◆ **What is expected**: All entries below are to be set down again, identical to the source.

***** Entries provided *****

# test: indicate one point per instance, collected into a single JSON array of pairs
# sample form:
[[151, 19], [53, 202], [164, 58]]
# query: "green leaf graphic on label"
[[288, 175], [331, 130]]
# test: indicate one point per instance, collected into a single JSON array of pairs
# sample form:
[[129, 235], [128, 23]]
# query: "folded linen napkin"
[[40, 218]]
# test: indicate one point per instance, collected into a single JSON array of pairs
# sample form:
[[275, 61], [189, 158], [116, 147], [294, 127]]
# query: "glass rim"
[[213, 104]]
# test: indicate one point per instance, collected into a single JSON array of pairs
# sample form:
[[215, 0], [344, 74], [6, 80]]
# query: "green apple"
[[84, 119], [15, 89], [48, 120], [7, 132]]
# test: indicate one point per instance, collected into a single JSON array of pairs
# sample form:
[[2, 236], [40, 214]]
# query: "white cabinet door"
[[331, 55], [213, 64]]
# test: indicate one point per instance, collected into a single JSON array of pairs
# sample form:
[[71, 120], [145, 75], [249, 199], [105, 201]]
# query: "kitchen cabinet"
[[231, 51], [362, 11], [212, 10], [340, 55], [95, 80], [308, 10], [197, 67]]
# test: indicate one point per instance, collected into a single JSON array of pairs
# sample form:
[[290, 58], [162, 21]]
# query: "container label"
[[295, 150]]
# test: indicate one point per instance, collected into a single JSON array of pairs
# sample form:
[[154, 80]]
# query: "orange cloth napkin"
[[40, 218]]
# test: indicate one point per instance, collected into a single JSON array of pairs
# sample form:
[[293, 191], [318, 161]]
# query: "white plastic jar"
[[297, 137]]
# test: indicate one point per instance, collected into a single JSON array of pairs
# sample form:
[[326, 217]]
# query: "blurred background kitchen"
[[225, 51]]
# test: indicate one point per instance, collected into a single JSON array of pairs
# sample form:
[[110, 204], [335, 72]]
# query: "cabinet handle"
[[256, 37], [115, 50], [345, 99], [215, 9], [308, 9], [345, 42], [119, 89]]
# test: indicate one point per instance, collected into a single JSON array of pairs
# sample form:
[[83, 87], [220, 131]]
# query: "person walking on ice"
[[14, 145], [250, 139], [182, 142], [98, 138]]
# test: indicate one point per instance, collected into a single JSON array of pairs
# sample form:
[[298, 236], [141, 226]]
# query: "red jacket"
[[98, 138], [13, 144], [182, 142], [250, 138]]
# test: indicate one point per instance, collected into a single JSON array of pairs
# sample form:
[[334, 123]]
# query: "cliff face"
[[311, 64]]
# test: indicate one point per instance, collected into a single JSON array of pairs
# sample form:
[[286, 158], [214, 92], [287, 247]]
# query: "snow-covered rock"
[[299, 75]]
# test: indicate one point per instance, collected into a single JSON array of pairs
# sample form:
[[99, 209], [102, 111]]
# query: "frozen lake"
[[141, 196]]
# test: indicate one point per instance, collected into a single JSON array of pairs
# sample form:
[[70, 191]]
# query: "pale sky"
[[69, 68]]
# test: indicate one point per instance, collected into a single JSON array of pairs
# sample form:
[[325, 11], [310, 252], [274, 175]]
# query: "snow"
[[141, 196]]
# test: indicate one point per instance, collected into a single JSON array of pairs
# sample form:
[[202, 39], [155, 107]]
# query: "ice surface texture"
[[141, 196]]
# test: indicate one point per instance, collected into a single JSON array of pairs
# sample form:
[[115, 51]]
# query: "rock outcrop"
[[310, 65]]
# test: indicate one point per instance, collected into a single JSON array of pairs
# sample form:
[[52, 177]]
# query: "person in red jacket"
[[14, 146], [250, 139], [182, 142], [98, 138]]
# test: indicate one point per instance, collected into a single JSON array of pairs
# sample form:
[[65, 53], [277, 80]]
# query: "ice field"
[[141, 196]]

*****

◆ **Full output**:
# test: indicate one point per instance, collected into a single JSON array of pairs
# sample form:
[[151, 19], [53, 202], [164, 58]]
# query: "green leaf graphic on label"
[[288, 175], [331, 130]]
# test: indicate one point per instance, collected into a single JSON array of pairs
# sample form:
[[129, 235], [128, 23]]
# query: "folded linen napkin"
[[40, 218]]
# test: indicate one point per instance, collected into a single JSON array of pairs
# sample form:
[[275, 61], [189, 158], [116, 147], [294, 127]]
# query: "glass rim"
[[213, 104]]
# test: indicate one point per instance, collected into a single JSON array of pairs
# sample form:
[[215, 0], [344, 74], [6, 80]]
# query: "green apple"
[[84, 119], [15, 89], [48, 120], [7, 132]]
# test: indicate one point per instance, collected into a single JSON array of pairs
# sample form:
[[2, 236], [40, 214]]
# query: "white cabinet door"
[[331, 55], [213, 64]]
# test: indicate one point per instance, collected into a single JSON array of pairs
# sample form:
[[71, 120], [145, 75], [249, 199], [105, 201]]
# query: "kitchen cabinet"
[[231, 51], [362, 11], [212, 10], [340, 55], [95, 80], [308, 10], [197, 67]]
# test: indicate one point per instance, collected into a single JSON array of pairs
# sample form:
[[290, 58], [162, 21]]
# query: "container label"
[[295, 150]]
# test: indicate one point per instance, collected into a single JSON array of pairs
# sample form:
[[154, 80]]
# query: "orange cloth napkin"
[[40, 218]]
# test: indicate one point per instance, collected into a single JSON array of pairs
# sample form:
[[293, 191], [318, 161]]
# query: "white plastic jar"
[[297, 137]]
# test: indicate one point per instance, collected into a single JSON array of pairs
# sample form:
[[326, 217]]
# query: "blurred background kitchen"
[[225, 51]]
# test: indicate one point per instance, collected into a single JSON array of pairs
# sample form:
[[110, 204], [335, 72]]
# query: "cabinet handle"
[[256, 37], [115, 50], [345, 99], [215, 9], [308, 9], [345, 42], [119, 89]]
# test: indicate one point per instance, collected into a single JSON array of pairs
# sample form:
[[83, 87], [220, 131]]
# query: "person walking on ice"
[[14, 145], [250, 139], [182, 142], [98, 138]]
# test: indicate one point per instance, collected into a single JSON array of pairs
# sample form:
[[298, 236], [141, 226]]
# query: "red jacket"
[[98, 138], [13, 144], [182, 142], [250, 138]]
# test: indicate one point per instance, collected into a single JSON array of pairs
# sample form:
[[334, 123]]
# query: "cliff face"
[[311, 64]]
# test: indicate one point per instance, collected into a single JSON array of pairs
# sample form:
[[286, 158], [214, 92], [287, 247]]
# query: "snow-covered rock"
[[299, 75]]
# test: indicate one point per instance, collected into a single JSON array of pairs
# sample form:
[[99, 209], [102, 111]]
# query: "frozen lake"
[[141, 196]]
# test: indicate one point per instance, collected into a single JSON array of pairs
# sample form:
[[70, 191]]
# query: "pale sky"
[[69, 68]]
# test: indicate one point per instance, collected into a single JSON array of pairs
# sample form:
[[325, 11], [310, 252], [274, 175]]
# query: "snow"
[[141, 196]]
# test: indicate one point per instance, collected into a single JSON array of pairs
# sample form:
[[202, 39], [155, 107]]
# query: "ice surface texture"
[[141, 196]]
# test: indicate one point per instance, collected into a single JSON array of pairs
# sample form:
[[115, 51]]
# query: "rock outcrop"
[[310, 65]]
# test: indicate one point per instance, collected into a single JSON array of pairs
# sample form:
[[52, 177]]
# query: "person in red jacket"
[[14, 146], [250, 139], [182, 142], [98, 138]]
# test: indicate one point per instance, collected into a single JSON array of pairs
# sample form:
[[65, 53], [277, 80]]
# query: "ice field"
[[141, 196]]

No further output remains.